Extract to read:
====================

Our body language exhibits far more information about how we feel than it is possible to articulate verbally. All of the physical gestures we make are subconsciously interpreted by others. This can work for or against us depending on the kind of body language we use. Some gestures project a very positive message, while others do nothing but set a negative tone.
Most people are totally oblivious to their own body language, so the discipline of controlling these gestures can be quite challenging. Most of them are reflexive in nature, automatically matching up to what our minds are thinking at any given moment. Nevertheless, with the right information and a little practice, we can train ourselves to overcome most of our negative body language habits.
Practice avoiding these 25 negative gestures:
I speak two languages, Body and English.

====================

Data extract:
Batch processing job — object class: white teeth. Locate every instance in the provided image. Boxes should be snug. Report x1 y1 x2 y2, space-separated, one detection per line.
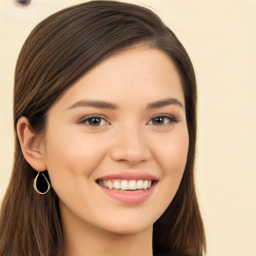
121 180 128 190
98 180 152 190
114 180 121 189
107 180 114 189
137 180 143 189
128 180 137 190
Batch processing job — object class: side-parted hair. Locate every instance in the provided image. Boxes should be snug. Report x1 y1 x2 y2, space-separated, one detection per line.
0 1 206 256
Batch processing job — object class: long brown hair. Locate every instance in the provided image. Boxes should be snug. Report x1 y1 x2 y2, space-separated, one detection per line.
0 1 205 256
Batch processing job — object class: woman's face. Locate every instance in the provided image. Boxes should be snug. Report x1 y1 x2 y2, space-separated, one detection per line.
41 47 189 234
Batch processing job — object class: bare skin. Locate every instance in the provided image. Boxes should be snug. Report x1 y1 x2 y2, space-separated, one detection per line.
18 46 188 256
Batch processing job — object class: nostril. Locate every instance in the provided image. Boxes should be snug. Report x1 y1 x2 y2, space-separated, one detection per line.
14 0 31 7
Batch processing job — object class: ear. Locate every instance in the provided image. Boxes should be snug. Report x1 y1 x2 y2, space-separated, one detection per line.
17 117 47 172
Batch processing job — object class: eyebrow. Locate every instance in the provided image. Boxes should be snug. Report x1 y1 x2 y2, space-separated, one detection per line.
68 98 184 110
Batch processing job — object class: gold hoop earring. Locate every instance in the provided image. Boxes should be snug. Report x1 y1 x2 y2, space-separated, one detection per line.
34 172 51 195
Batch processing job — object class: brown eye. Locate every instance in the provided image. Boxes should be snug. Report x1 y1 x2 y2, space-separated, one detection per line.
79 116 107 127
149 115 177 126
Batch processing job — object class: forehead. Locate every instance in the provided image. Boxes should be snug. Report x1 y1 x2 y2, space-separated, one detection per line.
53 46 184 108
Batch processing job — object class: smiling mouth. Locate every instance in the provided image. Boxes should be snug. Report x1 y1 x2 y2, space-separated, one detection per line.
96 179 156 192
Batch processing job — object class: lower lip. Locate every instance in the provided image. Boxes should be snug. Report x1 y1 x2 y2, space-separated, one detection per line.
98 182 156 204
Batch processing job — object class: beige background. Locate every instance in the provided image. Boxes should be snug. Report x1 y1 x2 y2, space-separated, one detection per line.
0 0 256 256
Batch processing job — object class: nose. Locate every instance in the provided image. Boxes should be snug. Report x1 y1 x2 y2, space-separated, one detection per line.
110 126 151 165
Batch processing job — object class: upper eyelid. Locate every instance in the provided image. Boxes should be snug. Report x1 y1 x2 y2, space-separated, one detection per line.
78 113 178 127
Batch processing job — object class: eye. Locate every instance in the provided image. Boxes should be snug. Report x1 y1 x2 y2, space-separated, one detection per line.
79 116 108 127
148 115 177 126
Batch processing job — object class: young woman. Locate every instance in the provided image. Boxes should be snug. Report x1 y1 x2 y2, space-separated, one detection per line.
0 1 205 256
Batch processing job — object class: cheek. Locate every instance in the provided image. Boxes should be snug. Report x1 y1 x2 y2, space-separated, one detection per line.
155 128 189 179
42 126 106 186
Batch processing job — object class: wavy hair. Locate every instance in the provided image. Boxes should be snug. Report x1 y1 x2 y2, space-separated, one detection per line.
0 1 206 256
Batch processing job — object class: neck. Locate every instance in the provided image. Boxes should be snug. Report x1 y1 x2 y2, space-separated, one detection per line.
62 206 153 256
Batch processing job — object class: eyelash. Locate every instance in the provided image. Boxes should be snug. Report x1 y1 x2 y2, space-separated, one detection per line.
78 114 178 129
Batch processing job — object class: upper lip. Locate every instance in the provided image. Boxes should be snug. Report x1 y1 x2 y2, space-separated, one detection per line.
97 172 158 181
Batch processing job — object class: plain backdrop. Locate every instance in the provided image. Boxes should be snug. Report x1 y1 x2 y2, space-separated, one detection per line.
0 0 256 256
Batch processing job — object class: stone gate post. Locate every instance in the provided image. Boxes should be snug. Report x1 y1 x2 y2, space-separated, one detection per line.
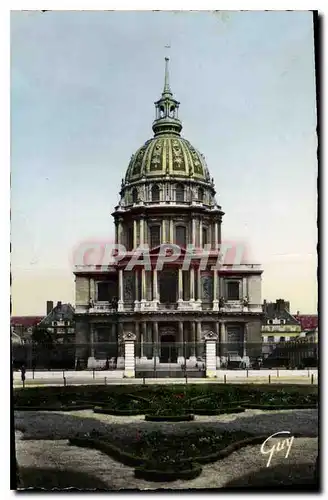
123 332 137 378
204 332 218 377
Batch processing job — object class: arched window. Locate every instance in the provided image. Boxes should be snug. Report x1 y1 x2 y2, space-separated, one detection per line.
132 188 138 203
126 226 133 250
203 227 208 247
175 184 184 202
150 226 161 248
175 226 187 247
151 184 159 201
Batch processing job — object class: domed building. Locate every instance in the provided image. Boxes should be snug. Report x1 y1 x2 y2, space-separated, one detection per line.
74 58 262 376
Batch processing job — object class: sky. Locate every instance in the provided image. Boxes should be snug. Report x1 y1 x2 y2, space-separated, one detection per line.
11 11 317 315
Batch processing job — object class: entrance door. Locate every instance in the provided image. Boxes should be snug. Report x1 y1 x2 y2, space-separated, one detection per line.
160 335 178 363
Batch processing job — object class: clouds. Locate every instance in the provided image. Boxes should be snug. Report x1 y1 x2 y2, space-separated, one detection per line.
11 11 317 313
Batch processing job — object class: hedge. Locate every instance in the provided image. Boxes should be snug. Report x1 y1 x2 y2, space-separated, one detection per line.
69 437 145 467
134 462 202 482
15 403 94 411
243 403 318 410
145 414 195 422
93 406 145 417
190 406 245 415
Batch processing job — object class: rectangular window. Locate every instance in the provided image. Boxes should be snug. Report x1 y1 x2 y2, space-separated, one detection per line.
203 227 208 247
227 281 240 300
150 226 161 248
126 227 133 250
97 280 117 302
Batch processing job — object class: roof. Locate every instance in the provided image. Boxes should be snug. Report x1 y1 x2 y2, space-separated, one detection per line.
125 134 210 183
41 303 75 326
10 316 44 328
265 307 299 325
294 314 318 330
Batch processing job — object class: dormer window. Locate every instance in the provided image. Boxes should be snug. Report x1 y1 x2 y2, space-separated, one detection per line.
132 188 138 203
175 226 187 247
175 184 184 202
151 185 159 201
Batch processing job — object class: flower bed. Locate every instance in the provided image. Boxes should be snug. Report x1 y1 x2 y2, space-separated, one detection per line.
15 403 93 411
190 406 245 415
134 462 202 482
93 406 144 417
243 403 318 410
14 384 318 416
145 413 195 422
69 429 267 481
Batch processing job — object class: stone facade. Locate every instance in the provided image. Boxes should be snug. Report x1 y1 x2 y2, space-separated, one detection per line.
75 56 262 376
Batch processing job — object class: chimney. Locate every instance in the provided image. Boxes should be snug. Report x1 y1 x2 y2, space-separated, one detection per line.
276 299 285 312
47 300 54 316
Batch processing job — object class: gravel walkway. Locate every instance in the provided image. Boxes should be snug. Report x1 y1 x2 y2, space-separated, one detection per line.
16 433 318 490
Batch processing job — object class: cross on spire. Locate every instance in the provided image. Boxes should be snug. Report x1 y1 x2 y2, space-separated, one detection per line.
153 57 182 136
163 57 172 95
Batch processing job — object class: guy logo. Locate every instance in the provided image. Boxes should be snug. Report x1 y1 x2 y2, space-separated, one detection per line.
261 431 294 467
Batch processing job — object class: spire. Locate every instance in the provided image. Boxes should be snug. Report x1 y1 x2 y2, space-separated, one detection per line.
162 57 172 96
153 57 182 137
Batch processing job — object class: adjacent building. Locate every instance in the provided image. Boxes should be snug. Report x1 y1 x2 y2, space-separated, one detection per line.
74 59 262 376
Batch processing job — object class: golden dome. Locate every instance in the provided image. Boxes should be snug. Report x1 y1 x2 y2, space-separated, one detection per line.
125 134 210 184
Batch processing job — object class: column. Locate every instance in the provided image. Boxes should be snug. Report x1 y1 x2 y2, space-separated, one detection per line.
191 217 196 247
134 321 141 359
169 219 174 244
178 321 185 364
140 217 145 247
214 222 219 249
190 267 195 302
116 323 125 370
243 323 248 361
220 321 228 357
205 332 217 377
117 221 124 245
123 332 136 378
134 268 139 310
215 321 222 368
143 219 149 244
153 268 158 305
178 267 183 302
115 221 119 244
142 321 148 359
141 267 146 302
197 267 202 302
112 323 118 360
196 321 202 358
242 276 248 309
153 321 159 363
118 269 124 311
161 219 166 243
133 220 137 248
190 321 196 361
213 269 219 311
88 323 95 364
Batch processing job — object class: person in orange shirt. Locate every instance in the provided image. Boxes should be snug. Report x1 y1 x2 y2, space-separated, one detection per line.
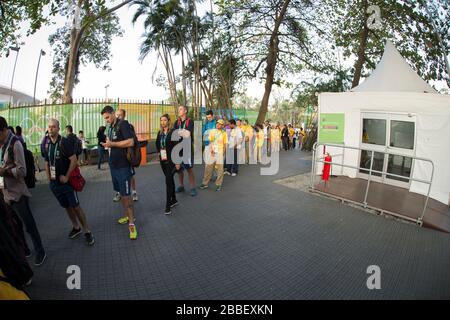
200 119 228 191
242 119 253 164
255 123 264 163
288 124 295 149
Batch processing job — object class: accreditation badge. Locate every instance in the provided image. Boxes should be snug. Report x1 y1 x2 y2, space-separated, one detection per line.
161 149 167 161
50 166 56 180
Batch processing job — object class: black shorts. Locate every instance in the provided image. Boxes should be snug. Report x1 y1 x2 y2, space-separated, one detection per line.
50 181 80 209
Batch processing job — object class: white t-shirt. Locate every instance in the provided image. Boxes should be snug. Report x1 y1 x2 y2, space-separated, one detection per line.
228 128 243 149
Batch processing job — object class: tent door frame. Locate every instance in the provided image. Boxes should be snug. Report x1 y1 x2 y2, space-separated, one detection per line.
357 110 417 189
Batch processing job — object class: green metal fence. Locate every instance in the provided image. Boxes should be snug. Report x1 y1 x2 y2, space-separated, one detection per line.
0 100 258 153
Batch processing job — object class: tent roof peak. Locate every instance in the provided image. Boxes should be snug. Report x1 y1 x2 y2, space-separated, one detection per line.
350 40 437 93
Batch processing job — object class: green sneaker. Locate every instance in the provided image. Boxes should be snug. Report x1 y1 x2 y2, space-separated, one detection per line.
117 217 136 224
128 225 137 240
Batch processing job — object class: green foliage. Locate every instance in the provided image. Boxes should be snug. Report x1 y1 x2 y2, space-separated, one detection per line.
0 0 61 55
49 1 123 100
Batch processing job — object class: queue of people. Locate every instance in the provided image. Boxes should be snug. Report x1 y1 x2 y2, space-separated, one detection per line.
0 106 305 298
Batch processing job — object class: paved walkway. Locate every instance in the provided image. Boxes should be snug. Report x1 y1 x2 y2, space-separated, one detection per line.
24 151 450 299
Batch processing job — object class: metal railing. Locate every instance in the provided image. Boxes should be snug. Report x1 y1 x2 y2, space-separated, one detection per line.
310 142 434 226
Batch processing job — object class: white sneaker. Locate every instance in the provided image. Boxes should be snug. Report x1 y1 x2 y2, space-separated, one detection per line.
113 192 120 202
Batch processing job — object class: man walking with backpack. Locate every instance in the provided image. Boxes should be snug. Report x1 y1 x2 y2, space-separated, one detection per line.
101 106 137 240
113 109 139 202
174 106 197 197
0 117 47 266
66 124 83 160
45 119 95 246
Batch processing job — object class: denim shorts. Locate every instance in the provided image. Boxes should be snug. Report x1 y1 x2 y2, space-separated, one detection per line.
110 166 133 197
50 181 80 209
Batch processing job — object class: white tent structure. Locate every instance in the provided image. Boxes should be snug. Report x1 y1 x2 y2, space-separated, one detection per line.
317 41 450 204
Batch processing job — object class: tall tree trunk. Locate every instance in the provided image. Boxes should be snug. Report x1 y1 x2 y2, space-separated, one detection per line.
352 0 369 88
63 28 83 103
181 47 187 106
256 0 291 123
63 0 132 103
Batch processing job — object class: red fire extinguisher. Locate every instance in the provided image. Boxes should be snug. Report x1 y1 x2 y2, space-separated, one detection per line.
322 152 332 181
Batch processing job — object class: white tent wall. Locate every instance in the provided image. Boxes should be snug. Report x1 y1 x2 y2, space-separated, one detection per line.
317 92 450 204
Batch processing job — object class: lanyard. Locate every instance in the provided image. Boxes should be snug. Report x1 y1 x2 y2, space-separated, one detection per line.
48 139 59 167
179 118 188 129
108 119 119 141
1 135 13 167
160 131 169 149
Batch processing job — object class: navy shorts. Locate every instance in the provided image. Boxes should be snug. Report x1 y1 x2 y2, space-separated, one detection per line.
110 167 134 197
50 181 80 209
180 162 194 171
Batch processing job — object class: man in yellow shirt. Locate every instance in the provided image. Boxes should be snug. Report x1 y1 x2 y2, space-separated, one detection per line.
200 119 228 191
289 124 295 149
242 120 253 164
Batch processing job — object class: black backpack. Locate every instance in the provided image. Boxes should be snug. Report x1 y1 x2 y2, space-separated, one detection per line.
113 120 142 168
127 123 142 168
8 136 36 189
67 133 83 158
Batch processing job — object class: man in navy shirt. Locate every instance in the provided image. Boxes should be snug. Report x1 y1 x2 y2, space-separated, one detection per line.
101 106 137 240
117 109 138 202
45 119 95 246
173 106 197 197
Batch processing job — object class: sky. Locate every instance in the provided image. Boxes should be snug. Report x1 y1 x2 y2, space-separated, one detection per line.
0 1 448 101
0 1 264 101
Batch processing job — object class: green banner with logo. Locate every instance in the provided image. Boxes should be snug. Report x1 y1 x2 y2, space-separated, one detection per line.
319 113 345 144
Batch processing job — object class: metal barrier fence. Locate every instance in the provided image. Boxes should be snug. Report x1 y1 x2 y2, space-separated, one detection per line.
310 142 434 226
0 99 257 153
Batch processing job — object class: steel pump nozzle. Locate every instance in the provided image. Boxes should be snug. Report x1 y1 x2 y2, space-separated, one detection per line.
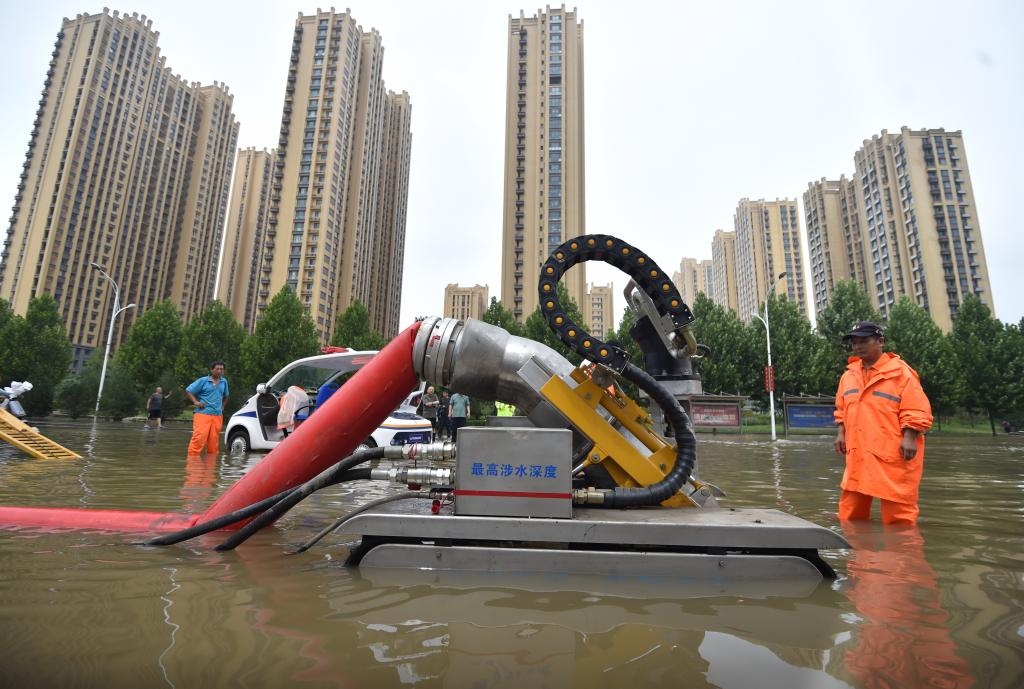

====================

Required task 1:
Find every line in the records that contains the word "green", with case counting, and copy those lines.
Required task 2:
Pick up the passage on body language after its last sentence and keep writing it.

Exercise response 1:
Batch processing job — object class: green metal fence. Locate every instance in the provided image. Boxes should be snug. Report x1 y1 x2 y2, space-separated, one detection per line.
Batch processing job — object class: green sneaker. Locate every instance in the provided image. Boxes should be snug. Report x1 y1 x2 y2, space-separated, one detection per line.
Batch processing job — object class: green foliage. Locate every instance in the provided image. Boxes should be snug. Report x1 y1 x2 y2, space-separated, one detection per line.
Batch processing job — object class: green banner with logo. Locate every instance in the provided image. Boxes should be snug. Report x1 y1 x2 y2, space-separated, one detection per line.

Exercise response 2:
- Mae West
Holding Objects in Front of Your Body – a coffee cup, notebook, hand bag, etc. Holding objects in front of your body indicates shyness and resistance, such that you’re hiding behind the objects in an effort to separate yourself from others. Instead of carrying objects in front of you, carry them at your side whenever possible.
Checking the Time or Inspecting Your Fingernails – a strong sign of boredom. Never glance at the time when you’re speaking with someone. Likewise, completely avoid the act of inspecting your fingernails.
Picking Lint Off of Your Clothes – If you pick lint off of your clothes during a conversation, especially in conjunction with looking downwards, most people will assume that you disapprove of their ideas and/or feel uneasy about giving them an honest opinion. Leave the lint alone!
Stroking Your Chin While Looking at Someone – “I’m judging you!” People frequently stroke their chin during the decision-making process. If you look at someone while you’re stroking your chin, they may assume that you’re making a judgmental decision about them.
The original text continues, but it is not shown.